Set out every line of the material below as a Markdown table with two columns, Row and Line. Number each row, and omit blank lines.

- _Exercise inputs_
□ □ □

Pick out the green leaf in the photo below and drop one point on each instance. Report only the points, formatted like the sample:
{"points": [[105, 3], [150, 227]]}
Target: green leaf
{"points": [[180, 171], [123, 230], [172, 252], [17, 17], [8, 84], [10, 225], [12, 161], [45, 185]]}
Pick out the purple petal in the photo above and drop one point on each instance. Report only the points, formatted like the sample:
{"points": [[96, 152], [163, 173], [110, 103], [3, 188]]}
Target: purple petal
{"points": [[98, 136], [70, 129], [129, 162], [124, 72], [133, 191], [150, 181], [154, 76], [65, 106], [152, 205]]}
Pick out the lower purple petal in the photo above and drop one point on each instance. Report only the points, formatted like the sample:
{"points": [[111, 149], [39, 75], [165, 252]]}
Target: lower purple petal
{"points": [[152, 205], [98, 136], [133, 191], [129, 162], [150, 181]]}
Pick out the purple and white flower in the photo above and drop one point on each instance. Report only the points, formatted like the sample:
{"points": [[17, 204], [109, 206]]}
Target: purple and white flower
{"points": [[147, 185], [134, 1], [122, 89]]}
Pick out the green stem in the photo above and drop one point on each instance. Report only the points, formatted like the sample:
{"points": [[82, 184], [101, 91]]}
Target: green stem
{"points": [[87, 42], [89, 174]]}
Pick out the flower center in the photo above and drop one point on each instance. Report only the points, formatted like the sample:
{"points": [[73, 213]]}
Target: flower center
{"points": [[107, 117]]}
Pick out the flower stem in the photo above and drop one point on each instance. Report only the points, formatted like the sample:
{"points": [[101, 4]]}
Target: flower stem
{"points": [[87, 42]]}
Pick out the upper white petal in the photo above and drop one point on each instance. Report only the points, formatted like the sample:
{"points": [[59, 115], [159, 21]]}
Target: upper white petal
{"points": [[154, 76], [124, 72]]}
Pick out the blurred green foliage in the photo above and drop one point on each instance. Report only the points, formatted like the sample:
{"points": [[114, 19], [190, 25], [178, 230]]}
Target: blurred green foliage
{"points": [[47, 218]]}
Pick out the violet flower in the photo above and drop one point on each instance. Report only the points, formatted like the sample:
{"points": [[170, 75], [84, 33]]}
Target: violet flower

□ □ □

- _Result_
| Row | Line |
|---|---|
| 1 | Pick out the green leaf in the photo below and drop one point on each instance. Report only the points, formatted like the sample: |
| 2 | {"points": [[105, 3], [150, 227]]} |
| 3 | Target: green leaf |
| 4 | {"points": [[180, 171], [123, 230], [172, 252], [17, 17], [8, 84], [10, 225], [12, 161], [45, 185]]} |
| 5 | Pick out the purple petal in the photo above and drop one point on each instance. Report only the points, formatted like the sample: |
| 6 | {"points": [[96, 152], [163, 173], [110, 103], [3, 188]]} |
| 7 | Target: purple petal |
| 8 | {"points": [[98, 136], [70, 129], [129, 162], [124, 72], [133, 191], [150, 181], [154, 76], [65, 106], [152, 205]]} |
| 9 | Pick out the lower purple petal in the photo above and drop one point on each instance. Report only the points, formatted like the sample: |
| 10 | {"points": [[111, 149], [39, 75], [165, 252]]} |
| 11 | Target: lower purple petal |
| 12 | {"points": [[152, 205], [98, 136], [133, 191], [129, 162], [150, 181]]} |
| 13 | Pick out the purple and white flower in the photo above and drop one point on each instance. Report only the points, formatted like the sample: |
| 14 | {"points": [[17, 204], [109, 206]]} |
| 15 | Target: purple and white flower |
| 16 | {"points": [[147, 185], [134, 1], [122, 89]]} |
| 17 | Pick out the green stem in the photo above and drop one point on each instance. Report only the points, formatted like the sample: |
| 18 | {"points": [[82, 184], [101, 91]]} |
| 19 | Target: green stem |
| 20 | {"points": [[87, 42], [89, 174]]} |
| 21 | Pick out the flower center in the photo above and drop one point on each instance. Report only the points, formatted like the sample: |
| 22 | {"points": [[73, 213]]} |
| 23 | Target: flower center |
| 24 | {"points": [[107, 117]]} |
| 25 | Pick out the flower stem in the photo above and drop one point on each instance. Report only the points, formatted like the sample: |
| 26 | {"points": [[101, 4]]} |
| 27 | Target: flower stem |
| 28 | {"points": [[87, 42]]} |
| 29 | Pick out the upper white petal in the photo above and drop one point on each instance. Report only the points, formatted like the sample: |
| 30 | {"points": [[59, 115], [159, 21]]} |
| 31 | Target: upper white petal |
| 32 | {"points": [[154, 76], [124, 72]]} |
| 33 | Pick out the blurred green foliage in the photo above and drop one point on each instance. Report only the points, formatted like the sample: |
| 34 | {"points": [[114, 19], [190, 25], [178, 230]]} |
| 35 | Target: blurred green foliage |
| 36 | {"points": [[47, 218]]} |
| 37 | Pick out the violet flower in the photo above and drop one point on each instance. Report only the points, formatted like the sample: |
| 38 | {"points": [[170, 75], [84, 33]]} |
| 39 | Target: violet flower |